> **Objective**:
List every line of the data below that contains the word "wall", copying each line in full.

> **Items listed in a dataset**:
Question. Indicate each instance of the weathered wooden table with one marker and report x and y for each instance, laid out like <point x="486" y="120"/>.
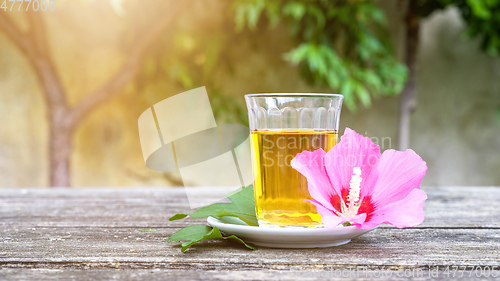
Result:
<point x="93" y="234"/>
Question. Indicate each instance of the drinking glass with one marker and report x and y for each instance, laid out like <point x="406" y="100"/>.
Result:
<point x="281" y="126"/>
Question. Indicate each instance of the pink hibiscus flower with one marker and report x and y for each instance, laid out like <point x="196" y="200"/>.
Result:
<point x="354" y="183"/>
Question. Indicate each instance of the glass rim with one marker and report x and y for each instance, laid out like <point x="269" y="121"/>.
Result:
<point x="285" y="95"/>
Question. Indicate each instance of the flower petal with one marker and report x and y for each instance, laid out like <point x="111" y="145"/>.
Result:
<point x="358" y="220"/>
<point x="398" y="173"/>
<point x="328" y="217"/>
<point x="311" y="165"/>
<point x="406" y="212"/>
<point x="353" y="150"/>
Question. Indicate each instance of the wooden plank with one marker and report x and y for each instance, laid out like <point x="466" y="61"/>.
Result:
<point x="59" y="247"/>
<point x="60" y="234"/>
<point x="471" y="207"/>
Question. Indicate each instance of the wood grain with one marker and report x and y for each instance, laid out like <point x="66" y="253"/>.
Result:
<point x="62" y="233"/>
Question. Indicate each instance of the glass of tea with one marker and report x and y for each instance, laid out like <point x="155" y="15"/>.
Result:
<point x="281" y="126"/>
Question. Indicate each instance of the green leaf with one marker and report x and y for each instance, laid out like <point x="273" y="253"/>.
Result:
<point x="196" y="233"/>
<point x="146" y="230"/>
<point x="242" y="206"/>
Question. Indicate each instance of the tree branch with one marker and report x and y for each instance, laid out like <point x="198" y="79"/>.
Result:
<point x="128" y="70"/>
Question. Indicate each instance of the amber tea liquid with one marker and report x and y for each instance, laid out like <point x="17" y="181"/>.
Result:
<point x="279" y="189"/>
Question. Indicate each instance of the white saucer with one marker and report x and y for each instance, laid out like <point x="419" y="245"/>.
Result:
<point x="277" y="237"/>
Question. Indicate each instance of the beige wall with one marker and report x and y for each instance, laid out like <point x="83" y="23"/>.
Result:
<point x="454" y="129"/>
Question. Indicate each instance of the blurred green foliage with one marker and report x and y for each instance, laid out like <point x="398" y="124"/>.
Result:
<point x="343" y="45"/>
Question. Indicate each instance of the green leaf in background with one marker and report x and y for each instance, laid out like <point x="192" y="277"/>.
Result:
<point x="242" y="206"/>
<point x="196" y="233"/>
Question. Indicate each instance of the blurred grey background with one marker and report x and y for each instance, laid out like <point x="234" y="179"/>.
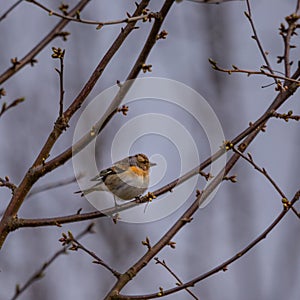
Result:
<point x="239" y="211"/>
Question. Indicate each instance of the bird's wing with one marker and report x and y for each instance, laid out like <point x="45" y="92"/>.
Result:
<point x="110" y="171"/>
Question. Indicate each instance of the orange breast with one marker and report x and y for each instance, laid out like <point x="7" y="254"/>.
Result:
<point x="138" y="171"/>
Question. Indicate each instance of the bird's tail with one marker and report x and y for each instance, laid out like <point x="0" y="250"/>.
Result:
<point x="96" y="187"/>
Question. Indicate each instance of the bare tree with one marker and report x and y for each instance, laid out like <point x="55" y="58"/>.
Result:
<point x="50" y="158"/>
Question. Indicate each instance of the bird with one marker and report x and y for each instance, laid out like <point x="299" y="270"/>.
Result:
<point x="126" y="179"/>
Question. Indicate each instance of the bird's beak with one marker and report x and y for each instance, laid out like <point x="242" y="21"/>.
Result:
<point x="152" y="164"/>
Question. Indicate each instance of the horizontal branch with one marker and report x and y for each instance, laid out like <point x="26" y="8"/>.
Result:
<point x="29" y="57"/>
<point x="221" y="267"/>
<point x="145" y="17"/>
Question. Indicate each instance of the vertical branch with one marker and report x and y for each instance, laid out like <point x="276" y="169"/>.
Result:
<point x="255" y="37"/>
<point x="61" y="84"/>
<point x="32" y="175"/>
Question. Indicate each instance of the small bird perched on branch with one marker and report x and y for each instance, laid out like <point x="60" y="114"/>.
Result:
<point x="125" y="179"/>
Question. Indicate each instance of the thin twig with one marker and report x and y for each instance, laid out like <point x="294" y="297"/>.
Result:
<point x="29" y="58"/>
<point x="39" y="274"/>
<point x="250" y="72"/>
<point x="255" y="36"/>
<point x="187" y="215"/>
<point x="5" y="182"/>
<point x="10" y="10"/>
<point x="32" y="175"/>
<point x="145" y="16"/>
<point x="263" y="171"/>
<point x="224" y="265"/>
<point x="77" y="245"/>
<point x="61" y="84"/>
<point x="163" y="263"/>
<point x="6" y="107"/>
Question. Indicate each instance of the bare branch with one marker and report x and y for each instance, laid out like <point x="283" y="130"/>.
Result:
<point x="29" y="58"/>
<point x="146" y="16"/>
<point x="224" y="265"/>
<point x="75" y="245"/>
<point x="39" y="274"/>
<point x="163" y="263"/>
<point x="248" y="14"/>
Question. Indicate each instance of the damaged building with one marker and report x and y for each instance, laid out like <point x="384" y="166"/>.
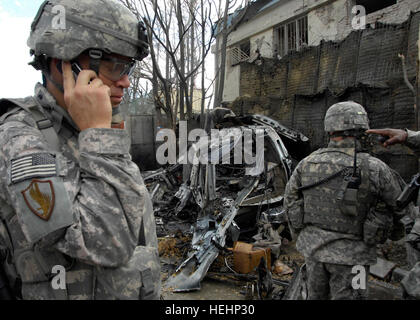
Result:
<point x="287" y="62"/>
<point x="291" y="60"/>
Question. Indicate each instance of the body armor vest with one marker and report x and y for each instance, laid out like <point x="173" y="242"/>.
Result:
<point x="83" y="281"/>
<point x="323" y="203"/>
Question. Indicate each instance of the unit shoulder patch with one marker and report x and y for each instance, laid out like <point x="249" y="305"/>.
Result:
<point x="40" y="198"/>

--

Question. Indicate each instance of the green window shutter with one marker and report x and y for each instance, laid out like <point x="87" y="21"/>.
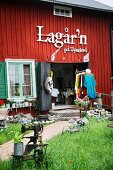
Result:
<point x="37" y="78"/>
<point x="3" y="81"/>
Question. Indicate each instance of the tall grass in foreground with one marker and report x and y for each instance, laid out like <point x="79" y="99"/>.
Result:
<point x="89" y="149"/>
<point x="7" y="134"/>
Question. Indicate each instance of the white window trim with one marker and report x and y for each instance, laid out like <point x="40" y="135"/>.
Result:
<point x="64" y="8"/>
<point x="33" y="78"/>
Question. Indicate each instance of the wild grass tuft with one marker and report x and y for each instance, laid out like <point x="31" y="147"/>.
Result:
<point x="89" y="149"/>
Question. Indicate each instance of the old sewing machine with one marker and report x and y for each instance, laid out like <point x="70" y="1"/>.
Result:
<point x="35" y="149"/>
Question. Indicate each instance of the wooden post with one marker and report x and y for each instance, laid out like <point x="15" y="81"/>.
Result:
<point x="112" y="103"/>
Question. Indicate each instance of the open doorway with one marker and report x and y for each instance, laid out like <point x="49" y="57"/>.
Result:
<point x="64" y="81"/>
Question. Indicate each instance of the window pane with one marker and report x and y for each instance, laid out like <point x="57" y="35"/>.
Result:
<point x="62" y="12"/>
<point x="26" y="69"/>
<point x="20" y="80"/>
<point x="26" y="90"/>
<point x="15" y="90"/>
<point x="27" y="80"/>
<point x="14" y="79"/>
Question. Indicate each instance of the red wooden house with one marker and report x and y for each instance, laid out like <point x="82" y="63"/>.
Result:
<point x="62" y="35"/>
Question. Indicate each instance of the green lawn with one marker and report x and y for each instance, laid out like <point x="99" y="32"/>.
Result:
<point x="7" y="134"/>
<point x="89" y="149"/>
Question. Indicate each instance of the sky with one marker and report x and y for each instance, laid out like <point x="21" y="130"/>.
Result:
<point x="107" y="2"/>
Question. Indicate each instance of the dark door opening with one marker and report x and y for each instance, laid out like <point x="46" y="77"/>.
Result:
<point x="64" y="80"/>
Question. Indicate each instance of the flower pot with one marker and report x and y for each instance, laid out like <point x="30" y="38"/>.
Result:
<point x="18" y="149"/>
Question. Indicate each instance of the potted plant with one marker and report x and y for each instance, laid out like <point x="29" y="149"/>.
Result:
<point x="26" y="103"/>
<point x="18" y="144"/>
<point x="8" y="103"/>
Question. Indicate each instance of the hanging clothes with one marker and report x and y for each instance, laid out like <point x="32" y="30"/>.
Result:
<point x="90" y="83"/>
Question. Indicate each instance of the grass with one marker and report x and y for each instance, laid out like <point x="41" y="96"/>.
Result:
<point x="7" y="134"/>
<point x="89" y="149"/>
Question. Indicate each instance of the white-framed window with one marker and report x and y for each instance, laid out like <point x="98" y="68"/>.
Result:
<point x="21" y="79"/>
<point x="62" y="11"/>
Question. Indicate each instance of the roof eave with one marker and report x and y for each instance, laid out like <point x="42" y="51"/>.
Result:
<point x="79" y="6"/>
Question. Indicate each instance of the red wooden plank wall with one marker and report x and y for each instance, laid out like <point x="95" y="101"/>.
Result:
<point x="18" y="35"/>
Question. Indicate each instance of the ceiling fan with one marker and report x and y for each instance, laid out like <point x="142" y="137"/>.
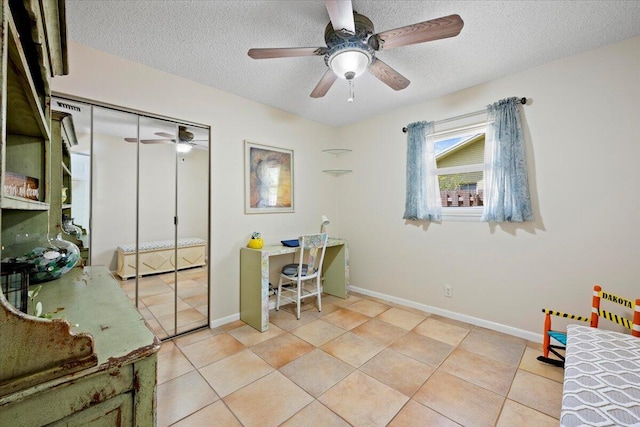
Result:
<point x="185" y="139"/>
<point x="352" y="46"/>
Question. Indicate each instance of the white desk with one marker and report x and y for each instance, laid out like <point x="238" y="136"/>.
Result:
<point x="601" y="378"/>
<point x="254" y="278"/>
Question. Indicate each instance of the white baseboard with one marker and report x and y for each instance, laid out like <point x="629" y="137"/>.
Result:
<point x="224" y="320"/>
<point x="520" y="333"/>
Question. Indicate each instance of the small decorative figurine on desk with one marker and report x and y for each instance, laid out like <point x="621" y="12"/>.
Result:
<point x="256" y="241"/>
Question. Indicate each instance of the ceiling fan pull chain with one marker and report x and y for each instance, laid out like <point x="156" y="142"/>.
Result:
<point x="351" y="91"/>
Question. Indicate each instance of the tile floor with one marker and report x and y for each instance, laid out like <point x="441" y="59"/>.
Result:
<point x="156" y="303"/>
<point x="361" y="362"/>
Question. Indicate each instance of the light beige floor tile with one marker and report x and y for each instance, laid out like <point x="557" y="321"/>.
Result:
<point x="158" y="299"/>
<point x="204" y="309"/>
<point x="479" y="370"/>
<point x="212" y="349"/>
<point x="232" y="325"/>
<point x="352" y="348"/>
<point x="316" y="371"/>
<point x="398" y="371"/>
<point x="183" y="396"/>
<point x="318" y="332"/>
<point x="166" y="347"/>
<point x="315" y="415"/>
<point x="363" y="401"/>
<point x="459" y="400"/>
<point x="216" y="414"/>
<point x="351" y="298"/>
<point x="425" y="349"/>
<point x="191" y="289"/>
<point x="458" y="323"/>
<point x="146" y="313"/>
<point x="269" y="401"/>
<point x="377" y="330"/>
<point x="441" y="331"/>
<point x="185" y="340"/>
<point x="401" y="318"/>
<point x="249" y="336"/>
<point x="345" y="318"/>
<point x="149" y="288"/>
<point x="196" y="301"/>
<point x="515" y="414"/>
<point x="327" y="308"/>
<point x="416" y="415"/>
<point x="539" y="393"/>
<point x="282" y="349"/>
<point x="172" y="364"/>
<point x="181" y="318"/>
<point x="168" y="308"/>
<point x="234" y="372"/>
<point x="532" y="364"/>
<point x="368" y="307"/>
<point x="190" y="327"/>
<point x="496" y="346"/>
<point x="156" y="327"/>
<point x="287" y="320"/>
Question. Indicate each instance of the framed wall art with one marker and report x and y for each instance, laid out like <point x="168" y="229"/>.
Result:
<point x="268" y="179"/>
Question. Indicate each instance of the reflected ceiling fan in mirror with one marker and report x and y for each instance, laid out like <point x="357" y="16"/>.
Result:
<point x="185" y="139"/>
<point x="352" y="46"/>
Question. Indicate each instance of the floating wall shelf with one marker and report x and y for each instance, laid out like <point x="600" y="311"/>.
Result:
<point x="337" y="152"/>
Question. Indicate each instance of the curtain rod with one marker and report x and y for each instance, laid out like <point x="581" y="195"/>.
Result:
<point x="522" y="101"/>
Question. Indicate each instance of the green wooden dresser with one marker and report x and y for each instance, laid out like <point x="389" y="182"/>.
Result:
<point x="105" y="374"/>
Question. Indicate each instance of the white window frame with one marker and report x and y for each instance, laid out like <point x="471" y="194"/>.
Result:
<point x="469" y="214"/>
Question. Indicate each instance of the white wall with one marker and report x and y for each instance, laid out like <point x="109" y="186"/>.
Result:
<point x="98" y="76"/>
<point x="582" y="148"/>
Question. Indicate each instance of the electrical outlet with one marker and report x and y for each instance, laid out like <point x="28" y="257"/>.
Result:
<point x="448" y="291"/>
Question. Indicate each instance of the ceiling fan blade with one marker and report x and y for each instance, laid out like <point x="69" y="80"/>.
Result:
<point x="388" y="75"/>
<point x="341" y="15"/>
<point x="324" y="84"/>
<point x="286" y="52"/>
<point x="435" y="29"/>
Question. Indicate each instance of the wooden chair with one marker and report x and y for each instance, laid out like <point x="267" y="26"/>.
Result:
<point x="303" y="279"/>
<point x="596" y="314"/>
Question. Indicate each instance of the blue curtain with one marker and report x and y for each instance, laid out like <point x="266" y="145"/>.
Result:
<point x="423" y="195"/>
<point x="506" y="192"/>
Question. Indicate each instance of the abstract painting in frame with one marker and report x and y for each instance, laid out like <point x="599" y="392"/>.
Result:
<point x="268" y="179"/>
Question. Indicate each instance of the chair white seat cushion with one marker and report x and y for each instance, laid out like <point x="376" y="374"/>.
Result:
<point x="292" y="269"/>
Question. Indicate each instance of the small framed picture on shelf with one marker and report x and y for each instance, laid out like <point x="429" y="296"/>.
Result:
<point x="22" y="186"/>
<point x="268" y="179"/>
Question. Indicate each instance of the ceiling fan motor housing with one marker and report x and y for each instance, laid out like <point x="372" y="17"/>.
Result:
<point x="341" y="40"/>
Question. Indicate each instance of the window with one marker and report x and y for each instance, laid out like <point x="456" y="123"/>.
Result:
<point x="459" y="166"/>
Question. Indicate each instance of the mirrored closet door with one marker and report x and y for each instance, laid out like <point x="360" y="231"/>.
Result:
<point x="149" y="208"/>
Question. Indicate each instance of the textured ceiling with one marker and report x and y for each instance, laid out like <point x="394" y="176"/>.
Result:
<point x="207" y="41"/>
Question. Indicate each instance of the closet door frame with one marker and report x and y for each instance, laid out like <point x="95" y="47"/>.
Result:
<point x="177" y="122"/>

> **Problem solution**:
Question. Indicate each instance of the beige wall with one marker and report x and y for each instance, laid out like <point x="83" y="23"/>.
Question. Indicate each instance of the red wooden plank wall with one marker and report x and y for each instance, laid out like <point x="95" y="101"/>.
Question. Indicate each instance of the framed wall art with one marker and report x and y for each instance, laid out like <point x="168" y="229"/>.
Question. Indicate each instance of the floating wall shelf with one marker and report x and y for each instance, laid out like <point x="600" y="311"/>.
Question. Indicate each instance of the white wall with one marker and report x and y for each instance, laid out like <point x="109" y="186"/>.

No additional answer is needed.